WORK TASK 1.
Decide whether each statement agrees with the essay on being an international student: (a) the narrator's midnight tears came during an exam period at the end of the first year in Vancouver; (b) the narrator explored acculturation in a doctoral dissertation four years later; (c) during the university years, most peers shift from being local to being international. Answer each with yes or no and the deciding words of the essay, quoted exactly.
WORK TASK 2.
Extend the essay on being an international student, picking up after its final sentence.

Illustration for Denizen by Lindsey Ruane
It was midnight during an intense exam period at the end of my first year in Vancouver.
Just as I closed my textbook, tears started to stream down my face and I wondered why my heart ached for any hint of nostalgia to wash over me at any minute. Being labeled an “international student” has been as ubiquitous to me as the airport-hopping or saying goodbye to good friends and making new ones every three years.
However, somehow during that first year in a Canadian university, being an international student also meant feeling afloat in a sea of thousands of students, many of whom already have established circles of friends from migrating together from the local high school to university. I never quite understood why I would have moments of tearfulness followed by a fatigued and lackadaisical sense of the world around me. I lost all interest in activities that used to make me excited, I tossed and turned at night, and thoughts of alienation preoccupied my time among friends. Little did I know that I went through a small bout of depression while adjusting to life as a TCK without my TCK family nearby for support.
As TCKs, we are so used to jumping from city to city, quickly establishing friendships all while knowing that the majority of the schoolmates we meet are in similar nomadic boats. That changes during the university years, when the majority of our peers shift from being international to being local. We become a significant minority. Not only are we juggling how to use laundry and pace class readings, we are also struggling to understand how to break the cultural ice and make new friends among the two hundred in a lecture hall. It was exhausting, deflating and even discouraging to have to try extra hard just to feel like I fit in somewhere. What is this foreign concept of trying just to fit in?
Eight years later, I explored acculturation’s impact on resiliency in my doctoral dissertation and confirmed what I always suspected was the main culprit to my deflated state of mind – the ultimate sense of belonging. Human beings are social beings. We get our energy from being around and interacting with one another. For TCKs, this also means knowing that others are going through the same existential experiences we are as perpetual “foreigners.”

Region pointing data
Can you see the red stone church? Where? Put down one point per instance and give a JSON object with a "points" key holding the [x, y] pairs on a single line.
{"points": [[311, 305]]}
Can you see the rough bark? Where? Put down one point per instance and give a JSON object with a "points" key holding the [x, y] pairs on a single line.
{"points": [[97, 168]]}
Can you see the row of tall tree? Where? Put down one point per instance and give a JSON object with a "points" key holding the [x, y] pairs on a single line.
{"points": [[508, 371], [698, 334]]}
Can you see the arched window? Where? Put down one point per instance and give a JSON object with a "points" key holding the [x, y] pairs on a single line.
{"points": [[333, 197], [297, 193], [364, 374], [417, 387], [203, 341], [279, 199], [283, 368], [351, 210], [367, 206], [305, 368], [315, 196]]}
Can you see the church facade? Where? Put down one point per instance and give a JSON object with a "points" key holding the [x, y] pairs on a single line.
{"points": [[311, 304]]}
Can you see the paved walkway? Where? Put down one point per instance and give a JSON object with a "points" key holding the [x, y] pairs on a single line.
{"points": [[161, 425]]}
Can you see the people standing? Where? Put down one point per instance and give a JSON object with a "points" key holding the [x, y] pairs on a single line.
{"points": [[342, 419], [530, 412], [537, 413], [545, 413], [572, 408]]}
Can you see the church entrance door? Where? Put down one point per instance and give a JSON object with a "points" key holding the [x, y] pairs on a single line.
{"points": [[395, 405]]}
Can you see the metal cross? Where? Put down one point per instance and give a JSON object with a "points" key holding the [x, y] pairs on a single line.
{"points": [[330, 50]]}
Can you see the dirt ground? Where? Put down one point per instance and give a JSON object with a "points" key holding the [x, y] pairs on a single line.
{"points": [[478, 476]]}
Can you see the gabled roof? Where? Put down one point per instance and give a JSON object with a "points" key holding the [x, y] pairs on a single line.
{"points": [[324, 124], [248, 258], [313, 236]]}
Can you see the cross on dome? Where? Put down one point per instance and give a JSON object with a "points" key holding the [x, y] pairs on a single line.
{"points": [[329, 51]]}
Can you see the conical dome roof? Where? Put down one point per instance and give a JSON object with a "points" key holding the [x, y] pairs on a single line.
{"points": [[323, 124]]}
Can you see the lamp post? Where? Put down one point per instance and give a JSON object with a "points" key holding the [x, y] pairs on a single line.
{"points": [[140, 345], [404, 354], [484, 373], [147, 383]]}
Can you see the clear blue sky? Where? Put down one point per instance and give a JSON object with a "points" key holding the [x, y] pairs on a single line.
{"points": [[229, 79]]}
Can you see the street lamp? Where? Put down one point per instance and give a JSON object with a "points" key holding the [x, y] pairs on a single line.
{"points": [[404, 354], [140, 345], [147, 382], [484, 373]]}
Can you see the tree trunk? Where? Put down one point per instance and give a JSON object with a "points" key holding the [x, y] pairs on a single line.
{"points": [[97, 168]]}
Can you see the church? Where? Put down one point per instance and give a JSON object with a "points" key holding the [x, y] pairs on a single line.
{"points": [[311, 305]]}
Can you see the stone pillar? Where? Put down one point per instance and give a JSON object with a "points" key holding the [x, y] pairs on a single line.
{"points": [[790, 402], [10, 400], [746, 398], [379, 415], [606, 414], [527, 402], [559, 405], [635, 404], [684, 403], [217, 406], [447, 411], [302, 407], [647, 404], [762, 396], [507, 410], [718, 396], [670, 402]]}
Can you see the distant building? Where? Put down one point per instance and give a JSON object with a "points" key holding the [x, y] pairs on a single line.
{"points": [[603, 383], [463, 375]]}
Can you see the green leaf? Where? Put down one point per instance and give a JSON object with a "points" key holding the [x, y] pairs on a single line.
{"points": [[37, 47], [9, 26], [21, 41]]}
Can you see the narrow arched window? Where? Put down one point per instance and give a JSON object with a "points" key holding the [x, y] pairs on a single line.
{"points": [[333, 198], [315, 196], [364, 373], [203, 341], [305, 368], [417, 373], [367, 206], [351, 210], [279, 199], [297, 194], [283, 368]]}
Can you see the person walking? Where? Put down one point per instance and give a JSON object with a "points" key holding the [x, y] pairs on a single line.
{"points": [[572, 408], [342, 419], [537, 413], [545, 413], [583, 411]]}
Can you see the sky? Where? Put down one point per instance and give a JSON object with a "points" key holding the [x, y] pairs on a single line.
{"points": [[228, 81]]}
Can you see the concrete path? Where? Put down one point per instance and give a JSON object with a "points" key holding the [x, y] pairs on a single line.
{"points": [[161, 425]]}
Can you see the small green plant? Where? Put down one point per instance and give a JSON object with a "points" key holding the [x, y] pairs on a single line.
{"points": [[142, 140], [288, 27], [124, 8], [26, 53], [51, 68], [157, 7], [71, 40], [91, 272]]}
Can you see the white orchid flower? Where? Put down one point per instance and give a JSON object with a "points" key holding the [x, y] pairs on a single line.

EXERCISE OUTPUT 1.
(a) Yes: "It was midnight during an intense exam period at the end of my first year in Vancouver."
(b) No: "Eight years later, I explored acculturation’s impact on resiliency in my doctoral dissertation"
(c) No: "the majority of our peers shift from being international to being local."

EXERCISE OUTPUT 2.
So, what are some tips to staying mentally healthy when feeling challenged as a TCK?
1. Make time to regularly talk with friends and family overseas that you know will “get” you more than anyone else can. The key symptom of depression is feeling hopeless about yourself, the world and the future. When we talk to people who love us, we know that there are people in other parts of the world who are thinking of us and missing us. We can look forward to laughing with them again.
2. Join an international/cultural group – even if it is a minimal-attendance-required group. Do not underestimate the power of feeling belonged. University club memberships have been found to be immensely important in the personal wellbeing of college students.
3. Continue discussions through social media and online TCK networks. It is similar to how effective the It Gets Better campaign is for those struggling with being bullied for being “different.” The most often-made comment on Denizen is “Oh my gosh! That’s so true!” because it is exciting to finally hear someone verbalize what we have always felt. No matter what you are thinking, no matter how silly it is, there’s someone else out there thinking the exact same thing. And it is never too silly for a fellow TCK.
4. Grab a few culturally curious local friends and explore authentic restaurants and neighborhoods that hold the smells and sounds that can temporarily transplant you back “home.”
5. Talk to someone who will unconditionally empathize with your sense of loneliness. As a psychologist, I am a little biased towards seeking therapy whenever you feel you need support because there is something about pouring your heart out to someone who will not only guarantee to keep your secrets, but will whole-heartedly try to listen to every word you say. Of course, remember that if the therapist does not jive with your style, you have the right to change therapists or leave. It does more damage to stick to something you do not enjoy than to say good riddance.
I am constantly in awe of my fellow TCKs’ ability to quickly adjust to new environments. We are proud of our unique nomadic experiences and often forget to talk about all the struggles associated with those experiences. There will always be times when we feel out of place and alone but even in those times, know that someone in another time zone knows exactly how you’re feeling.